Once you have read the records, write them out again exactly.

(Stored entries)
● ● ●
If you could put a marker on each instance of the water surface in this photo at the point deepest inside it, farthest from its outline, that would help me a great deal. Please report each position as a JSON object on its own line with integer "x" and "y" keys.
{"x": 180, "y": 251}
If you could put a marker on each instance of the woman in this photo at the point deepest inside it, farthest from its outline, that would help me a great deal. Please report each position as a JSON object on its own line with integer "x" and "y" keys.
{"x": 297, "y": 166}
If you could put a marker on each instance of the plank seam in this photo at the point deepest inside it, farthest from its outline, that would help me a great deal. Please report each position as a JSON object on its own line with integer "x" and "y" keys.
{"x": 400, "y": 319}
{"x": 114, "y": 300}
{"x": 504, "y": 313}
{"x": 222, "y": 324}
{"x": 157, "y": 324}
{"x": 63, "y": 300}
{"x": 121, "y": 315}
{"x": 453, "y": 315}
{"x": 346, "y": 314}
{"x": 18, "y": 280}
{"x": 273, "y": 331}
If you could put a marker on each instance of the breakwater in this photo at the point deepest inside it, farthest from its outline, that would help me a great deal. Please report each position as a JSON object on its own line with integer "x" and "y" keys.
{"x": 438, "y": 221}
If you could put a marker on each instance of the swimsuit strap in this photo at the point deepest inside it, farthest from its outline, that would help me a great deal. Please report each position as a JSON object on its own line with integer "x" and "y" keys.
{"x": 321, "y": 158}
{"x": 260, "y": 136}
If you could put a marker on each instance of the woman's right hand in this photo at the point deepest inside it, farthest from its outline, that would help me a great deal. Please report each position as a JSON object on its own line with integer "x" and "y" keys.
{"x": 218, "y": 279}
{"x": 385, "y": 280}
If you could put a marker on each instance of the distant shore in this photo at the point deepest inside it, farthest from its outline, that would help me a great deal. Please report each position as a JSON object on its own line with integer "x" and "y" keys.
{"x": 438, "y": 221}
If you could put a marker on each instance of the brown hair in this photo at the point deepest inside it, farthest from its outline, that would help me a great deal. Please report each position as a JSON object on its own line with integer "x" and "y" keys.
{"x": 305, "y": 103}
● ● ●
EXERCISE OUTPUT:
If you could put a marker on each instance of the water surface in this photo at the point deepest inside it, farthest from its outline, that would help me a great deal. Please report each position as a JSON object on its own line with integer "x" and "y" keys.
{"x": 180, "y": 251}
If you could put a marker on each instance of the woman in this photo at the point deepest inside it, farthest from its outline, that would help me a great deal. Please report each position as a JSON object on its own line with integer "x" and "y" keys.
{"x": 297, "y": 166}
If you could put a marker on each instance of the plank seam in this photo at the point deepest inside it, farthest from its outline, that would help me a great deal. Please report each position as a JSON object on its own line with integer "x" and "y" keys.
{"x": 400, "y": 319}
{"x": 114, "y": 300}
{"x": 504, "y": 313}
{"x": 222, "y": 324}
{"x": 157, "y": 324}
{"x": 63, "y": 300}
{"x": 121, "y": 315}
{"x": 453, "y": 315}
{"x": 346, "y": 314}
{"x": 18, "y": 280}
{"x": 273, "y": 331}
If you could put a marker on each instance of the breakwater in this photo at the point deepest inside it, farthest from its outline, that would help me a great deal. Please report each position as a JSON object on its own line with integer "x" and "y" keys.
{"x": 438, "y": 221}
If you could put a marker on each instance of the swimsuit strap in this photo at the point deepest inside it, farthest from its outline, that would help me a great deal. Please report each position as a JSON object on its own line with integer "x" and "y" keys.
{"x": 321, "y": 158}
{"x": 260, "y": 136}
If you could put a marker on each instance of the woman's right hand in this photo at the point deepest inside it, farthest from its outline, that would help me a great deal. Please report each position as a JSON object on its own line with integer "x" and "y" keys.
{"x": 218, "y": 279}
{"x": 385, "y": 280}
If you could put a marker on each instance of the distant shore in this photo at the point deepest inside it, farthest from its outline, that would help me a great deal. Please report each position as a JSON object on its own line with integer "x" and "y" keys.
{"x": 438, "y": 221}
If you could put a marker on each instance of the brown hair in this photo at the point deepest inside it, farthest from its outline, that would help me a great deal. Please report each position as a JSON object on its own line with integer "x" and "y" keys.
{"x": 305, "y": 103}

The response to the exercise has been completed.